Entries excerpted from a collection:
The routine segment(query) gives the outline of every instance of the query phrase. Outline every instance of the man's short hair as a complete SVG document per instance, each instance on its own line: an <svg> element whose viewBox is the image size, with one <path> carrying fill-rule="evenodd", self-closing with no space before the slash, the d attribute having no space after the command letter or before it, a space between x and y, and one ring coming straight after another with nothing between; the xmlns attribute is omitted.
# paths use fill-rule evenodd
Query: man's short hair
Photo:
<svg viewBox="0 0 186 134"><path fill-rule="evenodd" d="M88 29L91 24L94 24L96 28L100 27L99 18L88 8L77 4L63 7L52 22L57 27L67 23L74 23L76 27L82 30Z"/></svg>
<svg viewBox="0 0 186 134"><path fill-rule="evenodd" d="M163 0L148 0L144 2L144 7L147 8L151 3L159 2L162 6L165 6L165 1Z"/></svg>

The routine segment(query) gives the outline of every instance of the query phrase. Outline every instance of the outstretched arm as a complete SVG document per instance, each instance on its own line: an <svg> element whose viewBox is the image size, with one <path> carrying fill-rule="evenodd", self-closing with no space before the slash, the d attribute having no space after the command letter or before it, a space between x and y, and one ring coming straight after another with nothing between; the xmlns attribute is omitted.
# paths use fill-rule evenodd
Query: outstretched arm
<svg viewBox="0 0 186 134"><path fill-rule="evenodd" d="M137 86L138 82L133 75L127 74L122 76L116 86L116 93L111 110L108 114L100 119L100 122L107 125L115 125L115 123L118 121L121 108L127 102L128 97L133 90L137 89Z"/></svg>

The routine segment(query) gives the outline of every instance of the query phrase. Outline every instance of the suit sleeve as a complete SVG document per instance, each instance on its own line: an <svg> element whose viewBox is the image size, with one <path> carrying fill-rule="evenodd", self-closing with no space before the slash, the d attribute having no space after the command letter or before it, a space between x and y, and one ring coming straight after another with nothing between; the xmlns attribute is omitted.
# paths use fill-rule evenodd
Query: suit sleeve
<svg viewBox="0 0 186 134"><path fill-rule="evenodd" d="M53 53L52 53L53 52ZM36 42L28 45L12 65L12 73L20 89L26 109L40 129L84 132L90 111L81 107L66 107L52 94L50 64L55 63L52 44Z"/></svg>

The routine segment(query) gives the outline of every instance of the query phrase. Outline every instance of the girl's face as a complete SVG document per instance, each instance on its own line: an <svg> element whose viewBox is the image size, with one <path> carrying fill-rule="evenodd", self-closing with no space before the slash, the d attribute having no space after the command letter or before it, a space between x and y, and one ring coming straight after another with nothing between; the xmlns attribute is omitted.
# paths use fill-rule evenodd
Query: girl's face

YOUR TASK:
Put every line of the entries above into a single numbered list, leaving out the blank lines.

TASK RESPONSE:
1. The routine segment(query) gives the outline of every instance of the query phrase. Outline every instance of the man's short hair as a complete SVG document per instance, each instance on its own line: an <svg> element whose viewBox is the image size, with one <path> carrying fill-rule="evenodd", self-closing with no space before the slash, the d attribute having no space after the command letter or before it, a space between x and y, and one ring coming straight after another with nothing between; the xmlns attribute is omitted.
2. # paths use fill-rule evenodd
3. Query: man's short hair
4. Photo:
5. <svg viewBox="0 0 186 134"><path fill-rule="evenodd" d="M88 29L91 24L94 24L96 28L100 27L99 18L88 8L77 4L63 7L52 22L57 27L67 23L74 23L76 27L82 30Z"/></svg>
6. <svg viewBox="0 0 186 134"><path fill-rule="evenodd" d="M163 0L148 0L144 2L144 7L147 8L151 3L159 2L162 6L165 6L165 1Z"/></svg>
7. The routine segment(query) gives the outline of every instance of the query phrase. Outline every instance of the outstretched arm as a complete SVG document per instance, each instance on its own line: an <svg> element whose viewBox is the image size, with one <path> carrying fill-rule="evenodd", self-closing with no space before the slash, the d attribute having no space after the command letter or before it, a space between x and y, and one ring coming straight after another with nothing between; the xmlns attribute is omitted.
8. # paths use fill-rule evenodd
9. Query: outstretched arm
10. <svg viewBox="0 0 186 134"><path fill-rule="evenodd" d="M137 86L138 82L133 75L127 74L122 76L116 86L116 93L111 110L108 114L100 119L100 122L107 125L115 125L115 123L118 121L121 108L127 102L128 97L133 90L137 89Z"/></svg>
11. The routine segment(query) gives the outline of every instance of the query phrase. Outline every instance of the suit sleeve as a complete SVG document per instance, each instance on its own line: an <svg> element whose viewBox is the image size, with one <path> carrying fill-rule="evenodd", self-closing with no space before the slash, the d attribute having no space after the command letter or before it, a space between x and y, and one ring coming straight after another with nothing between; the xmlns attribute is omitted.
12. # paths use fill-rule evenodd
13. Query: suit sleeve
14. <svg viewBox="0 0 186 134"><path fill-rule="evenodd" d="M53 53L52 53L53 52ZM36 42L28 45L12 65L12 73L20 89L26 109L40 129L84 132L90 111L81 107L66 107L52 94L50 64L55 63L52 44Z"/></svg>
15. The routine segment(query) gives the outline of every instance of the query phrase. Outline every instance of the girl's face as a complete SVG document per instance, each instance on its own line: an <svg> element whose viewBox is the image size, with one <path> carrying fill-rule="evenodd", self-closing with no space before the slash, the d attribute having no space after the command letter or before it, a space between x and y, and one ring coming straight after another with nothing between; the xmlns attribute is omitted.
16. # paths use fill-rule evenodd
17. Query: girl's face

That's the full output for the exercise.